▸ **Task to carry out**: Find every line in the material below that contains the string "face", matching case exactly, and copy each of those lines in full.
......
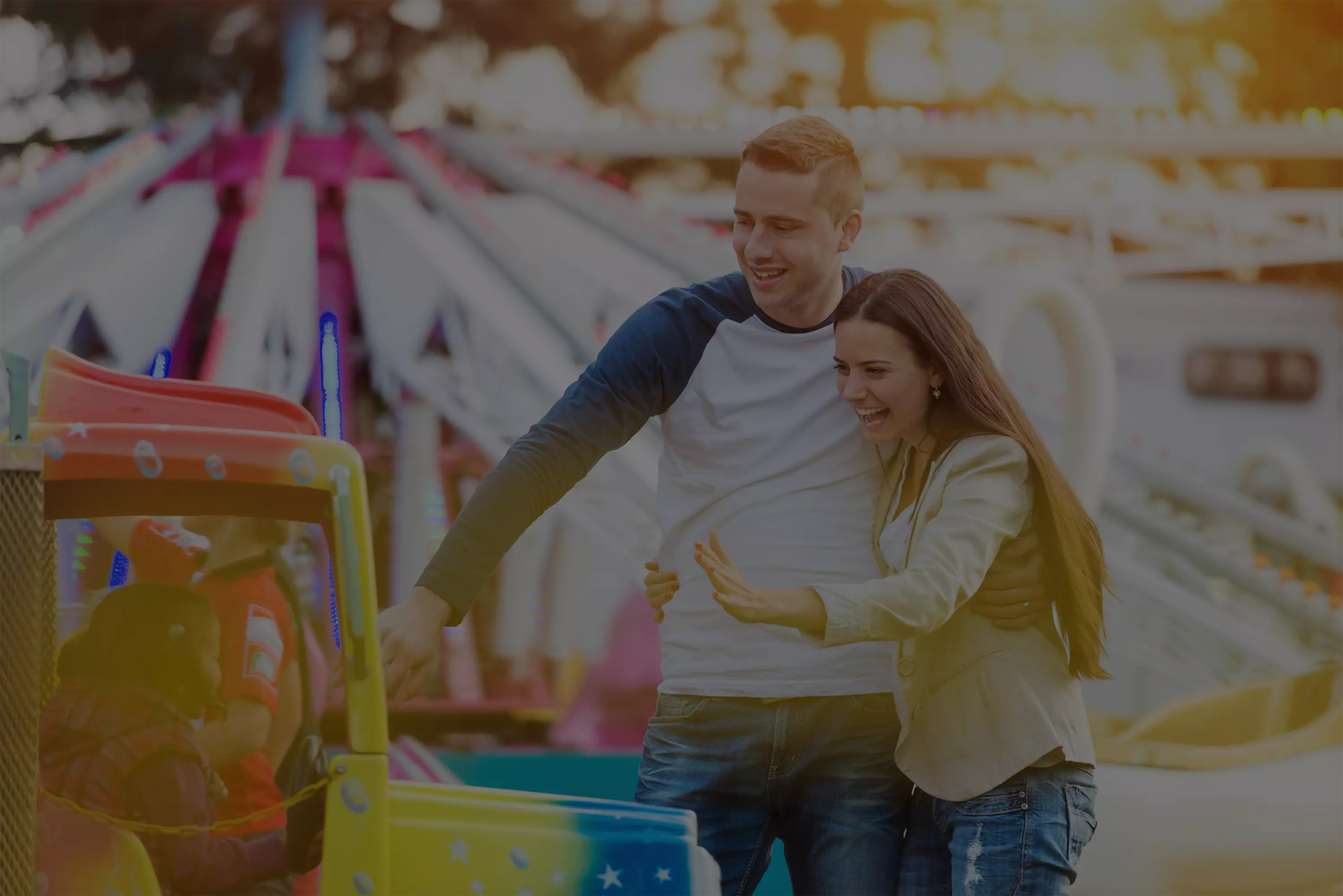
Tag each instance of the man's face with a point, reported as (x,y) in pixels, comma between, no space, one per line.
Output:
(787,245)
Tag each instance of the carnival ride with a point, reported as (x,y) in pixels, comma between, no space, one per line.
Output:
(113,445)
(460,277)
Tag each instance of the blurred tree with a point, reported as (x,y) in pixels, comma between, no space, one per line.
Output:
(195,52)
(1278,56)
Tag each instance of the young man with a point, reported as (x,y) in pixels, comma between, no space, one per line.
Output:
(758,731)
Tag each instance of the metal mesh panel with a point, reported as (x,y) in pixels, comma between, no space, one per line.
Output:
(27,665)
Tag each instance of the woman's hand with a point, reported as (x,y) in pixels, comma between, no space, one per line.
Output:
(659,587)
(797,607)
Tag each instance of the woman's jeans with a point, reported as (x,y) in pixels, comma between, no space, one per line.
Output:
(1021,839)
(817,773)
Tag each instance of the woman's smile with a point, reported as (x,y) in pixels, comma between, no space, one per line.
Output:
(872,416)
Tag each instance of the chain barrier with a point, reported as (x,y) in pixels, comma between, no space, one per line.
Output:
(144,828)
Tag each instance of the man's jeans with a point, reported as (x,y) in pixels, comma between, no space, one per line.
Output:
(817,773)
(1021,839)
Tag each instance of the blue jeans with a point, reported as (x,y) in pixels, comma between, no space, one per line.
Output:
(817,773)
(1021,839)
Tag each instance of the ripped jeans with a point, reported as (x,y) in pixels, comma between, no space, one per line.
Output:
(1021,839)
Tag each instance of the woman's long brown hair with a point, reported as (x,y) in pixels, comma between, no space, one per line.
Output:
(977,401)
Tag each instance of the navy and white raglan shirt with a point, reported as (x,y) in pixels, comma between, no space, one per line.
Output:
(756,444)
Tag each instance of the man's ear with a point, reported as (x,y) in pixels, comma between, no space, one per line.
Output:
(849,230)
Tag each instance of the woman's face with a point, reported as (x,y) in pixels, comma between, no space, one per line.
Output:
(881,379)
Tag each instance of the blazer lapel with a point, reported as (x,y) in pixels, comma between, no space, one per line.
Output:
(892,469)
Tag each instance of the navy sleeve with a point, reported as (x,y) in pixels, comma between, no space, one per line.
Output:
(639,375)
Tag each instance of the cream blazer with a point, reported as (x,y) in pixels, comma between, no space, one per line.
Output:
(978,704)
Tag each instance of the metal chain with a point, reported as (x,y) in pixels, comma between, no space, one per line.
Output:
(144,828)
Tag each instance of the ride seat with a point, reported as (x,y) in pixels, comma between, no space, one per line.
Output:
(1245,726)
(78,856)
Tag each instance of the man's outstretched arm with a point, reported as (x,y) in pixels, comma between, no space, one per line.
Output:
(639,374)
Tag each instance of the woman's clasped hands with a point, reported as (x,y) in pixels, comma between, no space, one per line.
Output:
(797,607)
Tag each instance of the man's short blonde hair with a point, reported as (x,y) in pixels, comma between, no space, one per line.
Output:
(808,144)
......
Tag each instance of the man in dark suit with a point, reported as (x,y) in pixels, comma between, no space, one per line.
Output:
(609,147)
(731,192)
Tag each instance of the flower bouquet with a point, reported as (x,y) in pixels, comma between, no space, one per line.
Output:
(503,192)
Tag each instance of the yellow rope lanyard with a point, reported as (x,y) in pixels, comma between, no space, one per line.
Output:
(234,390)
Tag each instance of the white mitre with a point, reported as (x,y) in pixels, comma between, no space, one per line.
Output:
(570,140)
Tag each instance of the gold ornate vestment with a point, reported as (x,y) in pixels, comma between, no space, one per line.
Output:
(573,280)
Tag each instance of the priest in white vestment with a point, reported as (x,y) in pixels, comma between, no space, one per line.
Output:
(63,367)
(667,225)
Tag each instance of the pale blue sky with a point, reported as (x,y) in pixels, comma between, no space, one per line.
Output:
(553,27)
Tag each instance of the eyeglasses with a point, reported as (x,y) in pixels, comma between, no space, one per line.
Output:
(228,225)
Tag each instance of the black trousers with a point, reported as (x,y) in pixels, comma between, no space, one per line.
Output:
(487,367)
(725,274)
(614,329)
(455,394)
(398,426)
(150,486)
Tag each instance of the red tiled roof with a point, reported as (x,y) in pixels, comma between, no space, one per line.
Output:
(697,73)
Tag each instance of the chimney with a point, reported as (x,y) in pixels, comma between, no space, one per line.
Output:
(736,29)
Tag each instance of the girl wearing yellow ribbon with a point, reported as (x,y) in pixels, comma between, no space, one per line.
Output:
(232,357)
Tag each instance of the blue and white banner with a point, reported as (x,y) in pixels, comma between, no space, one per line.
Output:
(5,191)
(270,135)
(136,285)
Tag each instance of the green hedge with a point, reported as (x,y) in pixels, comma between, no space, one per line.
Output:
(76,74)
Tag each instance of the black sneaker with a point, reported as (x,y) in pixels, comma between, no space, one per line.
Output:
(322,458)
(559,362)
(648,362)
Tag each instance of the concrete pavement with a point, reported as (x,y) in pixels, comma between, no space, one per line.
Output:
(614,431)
......
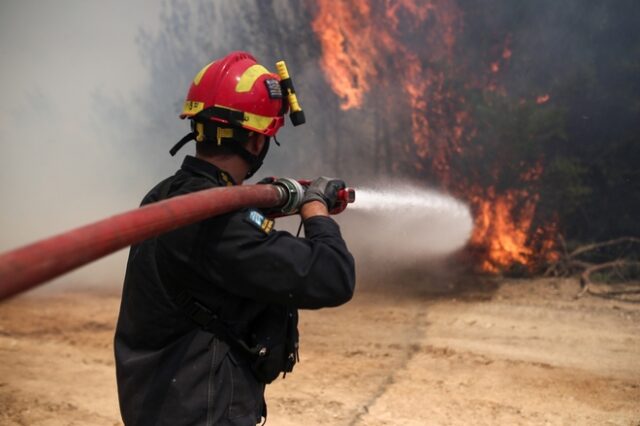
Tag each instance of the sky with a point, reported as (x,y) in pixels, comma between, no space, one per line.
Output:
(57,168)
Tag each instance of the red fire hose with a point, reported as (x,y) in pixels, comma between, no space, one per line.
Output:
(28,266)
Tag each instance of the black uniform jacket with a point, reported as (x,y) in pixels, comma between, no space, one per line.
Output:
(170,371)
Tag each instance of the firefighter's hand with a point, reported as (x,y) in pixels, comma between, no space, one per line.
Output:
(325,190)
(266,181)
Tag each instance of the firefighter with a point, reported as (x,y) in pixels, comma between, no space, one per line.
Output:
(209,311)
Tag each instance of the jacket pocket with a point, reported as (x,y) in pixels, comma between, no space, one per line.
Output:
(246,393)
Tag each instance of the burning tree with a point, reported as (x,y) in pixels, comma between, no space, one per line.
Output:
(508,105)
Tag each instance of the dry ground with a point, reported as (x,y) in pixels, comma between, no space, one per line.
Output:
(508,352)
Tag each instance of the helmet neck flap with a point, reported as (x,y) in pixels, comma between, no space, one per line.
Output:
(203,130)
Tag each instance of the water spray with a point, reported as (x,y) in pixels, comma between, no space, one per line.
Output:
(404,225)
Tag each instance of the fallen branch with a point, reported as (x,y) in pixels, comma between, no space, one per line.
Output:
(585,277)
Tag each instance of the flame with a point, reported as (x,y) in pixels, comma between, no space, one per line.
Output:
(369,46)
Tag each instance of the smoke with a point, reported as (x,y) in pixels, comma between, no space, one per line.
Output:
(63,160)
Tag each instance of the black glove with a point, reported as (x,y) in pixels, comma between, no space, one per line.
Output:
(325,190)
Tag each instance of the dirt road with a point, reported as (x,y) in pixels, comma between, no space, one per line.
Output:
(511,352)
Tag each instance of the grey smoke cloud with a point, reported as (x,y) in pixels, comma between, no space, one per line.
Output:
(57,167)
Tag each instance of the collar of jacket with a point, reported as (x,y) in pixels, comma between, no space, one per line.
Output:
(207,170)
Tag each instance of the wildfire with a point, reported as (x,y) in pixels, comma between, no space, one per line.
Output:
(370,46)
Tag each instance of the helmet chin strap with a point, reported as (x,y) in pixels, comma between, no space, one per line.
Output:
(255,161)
......
▸ **Complete output**:
Tag each instance of the man's face with a point, reported as (x,y) in pixels, comma between, no space, one per line.
Tag each instance of the woman's face with a point, reported as (x,y) in pixels, comma between, no space, one per line.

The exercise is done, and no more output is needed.